▶ _TEXTE DU DOCUMENT_
- - -

"La multitude libre", Sous la direction de Chantal Jaquet, Pascal Sévérac et Ariel Suhamy

  • 22 novembre 2008

Sommaire

Chantal Jaquet, Pascal Sévérac, Ariel Suhamy : Préface

Chantal Jaquet : L’actualité du Traité politique

Laurent Bove, Pierre-François Moreau, Charles Ramond : Le Traité politique une radicalisation conceptuelle ?

Paolo Cristofolini : Peuple et multitude dans le lexique politique de Spinoza

Vittorio Morfino : Spinoza interprète de Machiavel dans le Traité politique

François Zourabichvili : L’énigme de la « multitude libre »

Nicolas Israël : La question de la sécurité dans le Traité politique

André Martins : L’éthique dans le Traité politique : L’appartenance à l’État sans inertie

Frédéric Lordon : Derrière l’idéologie de la légitimité, la puissance de la multitude. Le Traité politique comme théorie générale des institutions sociales

Alexandre Matheron : Le pouvoir politique chez Spinoza

Préface

par Chantal Jaquet, Pascal Sévérac, Ariel Suhamy

Relégué pendant longtemps à l’arrière-plan, au profit de l’ Éthique et du
Traité théologico-politique, le Traité politique est aujourd’hui au coeur des
études spinozistes, comme le montrent la multiplication de nouvelles
éditions et traductions, en France et en Italie notamment. La focalisation
actuelle autour du concept de « multitude » et de son pouvoir instituant,
qui servent de référence à des penseurs politiques contemporains, comme Antonio Negri ou Étienne Balibar, explique en partie ce regain d’intérêt et
invite les commentateurs à revenir sur ce texte inachevé pour examiner les théories inédites qu’il développe.

- - -

▶ _DONNÉES AFFICHÉES_
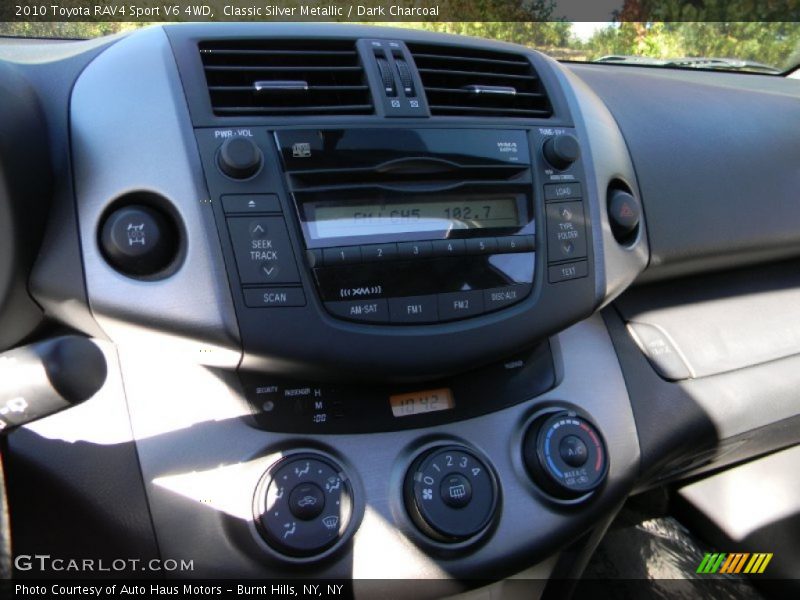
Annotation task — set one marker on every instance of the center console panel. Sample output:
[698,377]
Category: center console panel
[421,251]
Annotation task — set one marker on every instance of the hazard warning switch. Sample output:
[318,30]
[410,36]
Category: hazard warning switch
[624,214]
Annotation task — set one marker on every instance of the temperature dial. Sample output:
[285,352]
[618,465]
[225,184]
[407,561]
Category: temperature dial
[565,455]
[450,494]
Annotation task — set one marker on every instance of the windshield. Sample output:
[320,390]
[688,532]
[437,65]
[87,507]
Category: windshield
[767,47]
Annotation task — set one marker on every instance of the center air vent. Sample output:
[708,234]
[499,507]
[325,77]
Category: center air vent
[466,82]
[285,77]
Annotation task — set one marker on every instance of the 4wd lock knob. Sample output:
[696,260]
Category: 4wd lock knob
[561,151]
[239,157]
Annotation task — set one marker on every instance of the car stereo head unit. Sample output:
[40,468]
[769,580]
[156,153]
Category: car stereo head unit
[413,226]
[398,250]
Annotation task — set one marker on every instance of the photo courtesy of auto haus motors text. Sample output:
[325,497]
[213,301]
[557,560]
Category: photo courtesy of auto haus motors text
[242,10]
[98,590]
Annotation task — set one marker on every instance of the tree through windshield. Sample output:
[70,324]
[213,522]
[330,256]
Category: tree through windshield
[743,44]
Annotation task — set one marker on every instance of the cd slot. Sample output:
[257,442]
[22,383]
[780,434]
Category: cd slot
[409,171]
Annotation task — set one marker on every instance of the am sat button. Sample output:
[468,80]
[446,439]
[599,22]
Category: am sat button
[567,271]
[505,296]
[459,305]
[368,311]
[269,297]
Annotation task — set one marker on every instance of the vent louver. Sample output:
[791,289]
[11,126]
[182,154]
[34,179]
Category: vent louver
[285,77]
[467,82]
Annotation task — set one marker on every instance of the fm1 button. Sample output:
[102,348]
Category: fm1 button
[306,501]
[456,491]
[139,240]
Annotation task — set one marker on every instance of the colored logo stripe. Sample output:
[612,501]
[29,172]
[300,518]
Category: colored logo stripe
[734,562]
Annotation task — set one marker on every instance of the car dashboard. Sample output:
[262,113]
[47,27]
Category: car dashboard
[383,304]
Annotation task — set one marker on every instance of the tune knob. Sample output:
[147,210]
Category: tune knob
[565,455]
[239,157]
[561,151]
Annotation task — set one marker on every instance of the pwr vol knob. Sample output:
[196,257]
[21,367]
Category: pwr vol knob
[565,455]
[239,158]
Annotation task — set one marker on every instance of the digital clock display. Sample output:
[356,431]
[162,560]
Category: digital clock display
[344,219]
[423,402]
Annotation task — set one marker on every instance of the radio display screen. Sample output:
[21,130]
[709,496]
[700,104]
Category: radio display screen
[342,219]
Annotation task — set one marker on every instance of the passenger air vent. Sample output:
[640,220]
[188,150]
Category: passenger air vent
[466,82]
[285,78]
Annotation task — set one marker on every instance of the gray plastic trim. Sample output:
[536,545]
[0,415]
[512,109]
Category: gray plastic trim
[131,131]
[201,461]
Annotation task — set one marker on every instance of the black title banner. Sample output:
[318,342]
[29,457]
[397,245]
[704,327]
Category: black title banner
[398,10]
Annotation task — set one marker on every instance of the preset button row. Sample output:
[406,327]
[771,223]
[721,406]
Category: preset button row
[348,255]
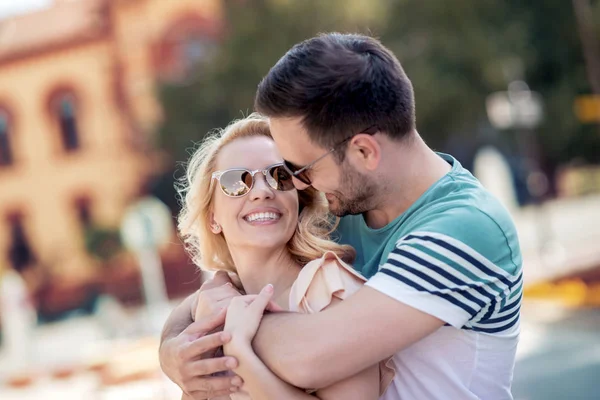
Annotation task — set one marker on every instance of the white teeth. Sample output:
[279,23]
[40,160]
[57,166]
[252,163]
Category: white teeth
[262,216]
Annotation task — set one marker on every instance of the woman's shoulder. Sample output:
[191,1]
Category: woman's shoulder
[322,280]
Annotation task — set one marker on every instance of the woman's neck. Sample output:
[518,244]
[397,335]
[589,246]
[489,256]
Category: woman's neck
[257,267]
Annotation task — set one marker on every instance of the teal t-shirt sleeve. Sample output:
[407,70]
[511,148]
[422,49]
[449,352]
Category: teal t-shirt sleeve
[458,266]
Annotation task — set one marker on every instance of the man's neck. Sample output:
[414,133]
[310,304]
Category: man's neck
[257,267]
[407,176]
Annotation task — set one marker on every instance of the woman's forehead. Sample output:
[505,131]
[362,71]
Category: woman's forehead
[254,152]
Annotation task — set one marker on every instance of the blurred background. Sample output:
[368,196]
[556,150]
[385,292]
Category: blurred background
[102,100]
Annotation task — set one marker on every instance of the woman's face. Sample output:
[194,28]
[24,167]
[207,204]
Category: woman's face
[264,217]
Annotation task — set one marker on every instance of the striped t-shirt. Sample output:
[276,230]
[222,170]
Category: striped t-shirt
[453,254]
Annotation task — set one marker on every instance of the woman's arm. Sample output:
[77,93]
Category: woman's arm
[260,383]
[243,318]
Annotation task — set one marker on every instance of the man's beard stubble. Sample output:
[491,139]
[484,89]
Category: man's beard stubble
[356,193]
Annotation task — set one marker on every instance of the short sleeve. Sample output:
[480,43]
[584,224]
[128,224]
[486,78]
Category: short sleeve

- - -

▶ _TRAVAIL À FAIRE_
**1)** Dans la préface de l'ouvrage sur Spinoza, quels penseurs politiques contemporains sont cités comme se référant au concept de « multitude » ?
**2)** Recopiez à l'identique le passage du listing qui va de la ligne contenant « of the short » jusqu'à la fin du listing, les deux bornes comprises.

▶ _RÉSULTATS DE L'EXERCICE_
**1)** Antonio Negri et Étienne Balibar.

**2)**
Annotation task — set one marker on every instance of the short sleeve. Sample output:
[480,43]
[584,224]
[128,224]
[486,78]
Category: short sleeve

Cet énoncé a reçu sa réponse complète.